--- START ---

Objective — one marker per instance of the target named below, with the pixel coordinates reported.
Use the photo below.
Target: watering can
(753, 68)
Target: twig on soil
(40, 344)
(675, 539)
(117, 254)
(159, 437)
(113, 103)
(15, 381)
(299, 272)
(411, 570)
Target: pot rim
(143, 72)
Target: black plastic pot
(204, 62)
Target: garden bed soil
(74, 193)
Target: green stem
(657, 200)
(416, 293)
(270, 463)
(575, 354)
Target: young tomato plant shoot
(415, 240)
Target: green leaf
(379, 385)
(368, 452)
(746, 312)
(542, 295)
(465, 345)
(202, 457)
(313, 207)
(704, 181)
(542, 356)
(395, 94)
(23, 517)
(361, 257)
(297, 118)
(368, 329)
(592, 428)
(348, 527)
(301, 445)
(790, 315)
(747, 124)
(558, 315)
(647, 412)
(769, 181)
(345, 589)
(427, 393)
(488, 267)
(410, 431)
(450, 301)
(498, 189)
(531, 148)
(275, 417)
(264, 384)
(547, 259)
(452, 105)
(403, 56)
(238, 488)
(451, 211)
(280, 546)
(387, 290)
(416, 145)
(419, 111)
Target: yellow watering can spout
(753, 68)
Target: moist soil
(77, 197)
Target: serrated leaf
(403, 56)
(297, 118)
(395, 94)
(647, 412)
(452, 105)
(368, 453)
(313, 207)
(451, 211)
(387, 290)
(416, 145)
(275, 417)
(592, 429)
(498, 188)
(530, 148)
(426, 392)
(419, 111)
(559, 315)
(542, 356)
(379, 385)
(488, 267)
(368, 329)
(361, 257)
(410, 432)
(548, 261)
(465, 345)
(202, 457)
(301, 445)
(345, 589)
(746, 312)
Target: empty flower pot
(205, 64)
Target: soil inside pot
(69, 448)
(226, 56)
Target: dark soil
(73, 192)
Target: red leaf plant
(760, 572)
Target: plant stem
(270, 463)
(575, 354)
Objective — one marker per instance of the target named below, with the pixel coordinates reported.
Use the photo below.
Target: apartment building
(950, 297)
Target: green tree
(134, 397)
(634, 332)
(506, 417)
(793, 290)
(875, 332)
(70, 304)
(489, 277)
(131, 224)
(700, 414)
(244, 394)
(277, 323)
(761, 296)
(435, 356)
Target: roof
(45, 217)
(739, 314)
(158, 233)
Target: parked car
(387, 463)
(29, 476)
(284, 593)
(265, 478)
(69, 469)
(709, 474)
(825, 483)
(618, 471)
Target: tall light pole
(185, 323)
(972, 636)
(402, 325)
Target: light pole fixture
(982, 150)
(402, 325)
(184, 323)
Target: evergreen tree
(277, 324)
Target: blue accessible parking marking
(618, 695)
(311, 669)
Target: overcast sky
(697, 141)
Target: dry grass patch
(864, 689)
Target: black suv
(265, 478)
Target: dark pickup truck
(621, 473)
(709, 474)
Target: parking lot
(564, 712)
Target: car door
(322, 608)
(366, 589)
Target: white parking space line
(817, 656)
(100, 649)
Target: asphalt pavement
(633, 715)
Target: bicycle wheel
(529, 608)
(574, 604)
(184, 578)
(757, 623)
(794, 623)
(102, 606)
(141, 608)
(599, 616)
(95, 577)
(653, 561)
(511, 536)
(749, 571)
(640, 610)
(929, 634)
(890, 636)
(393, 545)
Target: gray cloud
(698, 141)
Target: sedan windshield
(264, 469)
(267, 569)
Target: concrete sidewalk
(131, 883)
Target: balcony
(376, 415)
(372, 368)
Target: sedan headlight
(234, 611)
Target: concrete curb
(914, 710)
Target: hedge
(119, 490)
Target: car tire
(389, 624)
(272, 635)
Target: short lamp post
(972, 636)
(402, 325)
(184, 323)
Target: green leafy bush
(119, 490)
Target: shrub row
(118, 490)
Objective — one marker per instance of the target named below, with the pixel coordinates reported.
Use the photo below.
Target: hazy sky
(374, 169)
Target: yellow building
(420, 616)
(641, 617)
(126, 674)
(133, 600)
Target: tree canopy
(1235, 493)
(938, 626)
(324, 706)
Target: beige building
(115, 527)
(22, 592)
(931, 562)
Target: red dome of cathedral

--- END ---

## What the task asks
All of the data above should be reproduced word for word.

## Task solution
Objective — one marker per instance of the target named below, with the pixel coordinates reported.
Use the photo below.
Target: watering can
(753, 68)
Target: twig on soil
(40, 344)
(675, 539)
(117, 254)
(159, 437)
(113, 103)
(15, 381)
(299, 272)
(411, 570)
Target: pot rim
(143, 72)
Target: black plastic pot
(204, 62)
Target: garden bed soil
(74, 193)
Target: green stem
(657, 200)
(416, 293)
(270, 463)
(575, 354)
Target: young tomato plant shoot
(415, 240)
Target: green leaf
(379, 385)
(368, 452)
(746, 312)
(542, 295)
(465, 345)
(202, 457)
(313, 207)
(704, 181)
(542, 356)
(395, 94)
(23, 517)
(361, 257)
(297, 118)
(368, 329)
(592, 428)
(348, 527)
(301, 445)
(790, 315)
(747, 124)
(558, 315)
(647, 412)
(769, 181)
(345, 589)
(427, 393)
(488, 267)
(410, 431)
(450, 301)
(498, 189)
(531, 148)
(275, 417)
(264, 384)
(547, 259)
(452, 105)
(403, 56)
(238, 488)
(451, 211)
(280, 546)
(387, 290)
(416, 145)
(419, 111)
Target: yellow watering can spout
(753, 68)
Target: moist soil
(77, 197)
Target: serrated leaf
(403, 56)
(297, 118)
(395, 94)
(647, 412)
(452, 105)
(368, 453)
(313, 207)
(451, 211)
(387, 290)
(416, 145)
(275, 417)
(592, 429)
(498, 188)
(530, 148)
(426, 392)
(419, 111)
(559, 315)
(542, 356)
(379, 385)
(488, 267)
(368, 329)
(361, 257)
(410, 432)
(548, 261)
(465, 345)
(202, 457)
(301, 445)
(345, 589)
(746, 312)
Target: empty flower pot
(205, 64)
Target: soil inside pot
(69, 448)
(226, 56)
Target: dark soil
(73, 192)
Target: red leaf plant
(760, 572)
Target: plant stem
(270, 463)
(575, 354)
Objective — one marker per instance of the target named below, with the pixel coordinates reported.
Use the photo below.
Target: apartment building
(950, 297)
Target: green tree
(134, 397)
(634, 332)
(506, 417)
(793, 290)
(875, 332)
(70, 304)
(489, 277)
(131, 224)
(700, 414)
(244, 394)
(277, 323)
(761, 296)
(435, 356)
Target: roof
(45, 217)
(739, 314)
(158, 233)
Target: parked car
(387, 463)
(29, 476)
(284, 593)
(265, 478)
(69, 469)
(709, 474)
(825, 483)
(618, 471)
Target: tall light pole
(185, 323)
(972, 636)
(402, 325)
Target: light pole fixture
(982, 150)
(402, 325)
(184, 323)
Target: evergreen tree
(277, 324)
Target: blue accessible parking marking
(618, 695)
(311, 669)
Target: overcast sky
(697, 141)
Target: dry grass patch
(864, 689)
Target: black suv
(265, 478)
Target: dark pickup truck
(621, 473)
(709, 474)
Target: parking lot
(564, 712)
Target: car door
(322, 608)
(366, 589)
Target: white parking space line
(817, 656)
(100, 649)
Target: asphalt pavement
(633, 715)
Target: bicycle wheel
(529, 608)
(574, 604)
(184, 578)
(757, 623)
(794, 623)
(102, 606)
(141, 608)
(599, 616)
(95, 577)
(653, 561)
(511, 536)
(749, 571)
(640, 610)
(929, 634)
(890, 636)
(393, 545)
Target: gray cloud
(698, 141)
Target: sedan windshield
(264, 469)
(267, 569)
Target: concrete sidewalk
(131, 883)
Target: balcony
(376, 415)
(372, 368)
Target: sedan headlight
(234, 611)
Target: concrete curb
(914, 710)
Target: hedge
(119, 490)
Target: car tire
(389, 624)
(272, 635)
Target: short lamp post
(972, 636)
(402, 325)
(184, 323)
Target: green leafy bush
(119, 490)
Target: shrub row
(118, 490)
Objective — one marker per instance of the target named below, with the pixel coordinates reported.
Use the photo below.
Target: hazy sky
(374, 169)
Target: yellow building
(420, 616)
(641, 617)
(126, 674)
(133, 600)
Target: tree canopy
(1235, 493)
(938, 626)
(324, 706)
Target: beige building
(115, 527)
(22, 592)
(931, 562)
Target: red dome of cathedral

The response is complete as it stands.